● To be done:
Could you copy out the material below word for word, beginning at the line that contains "Point out the wooden" and continuing through the end of the material?

● Data section:
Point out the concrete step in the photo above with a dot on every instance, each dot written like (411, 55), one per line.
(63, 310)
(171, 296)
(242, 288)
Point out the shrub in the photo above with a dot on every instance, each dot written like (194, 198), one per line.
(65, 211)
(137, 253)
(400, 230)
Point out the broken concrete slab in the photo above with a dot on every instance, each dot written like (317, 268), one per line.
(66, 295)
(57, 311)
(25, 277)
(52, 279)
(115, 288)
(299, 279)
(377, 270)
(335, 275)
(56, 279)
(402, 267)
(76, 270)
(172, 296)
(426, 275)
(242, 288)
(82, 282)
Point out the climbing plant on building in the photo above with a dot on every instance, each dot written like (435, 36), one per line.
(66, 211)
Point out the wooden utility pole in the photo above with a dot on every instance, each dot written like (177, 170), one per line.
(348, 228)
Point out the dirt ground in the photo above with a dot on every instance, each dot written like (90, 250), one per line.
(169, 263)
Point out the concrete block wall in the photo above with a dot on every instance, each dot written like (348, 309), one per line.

● Written reply:
Point out the wooden utility pole in the photo above with a dot on every instance, each dot written like (177, 170), one per line.
(348, 228)
Point out the dirt ground in the photo above with a dot on every instance, each dot written like (90, 250), one per line.
(169, 263)
Point out the concrete block wall in the photo above with a dot on every instance, each dot written like (348, 309), one per line.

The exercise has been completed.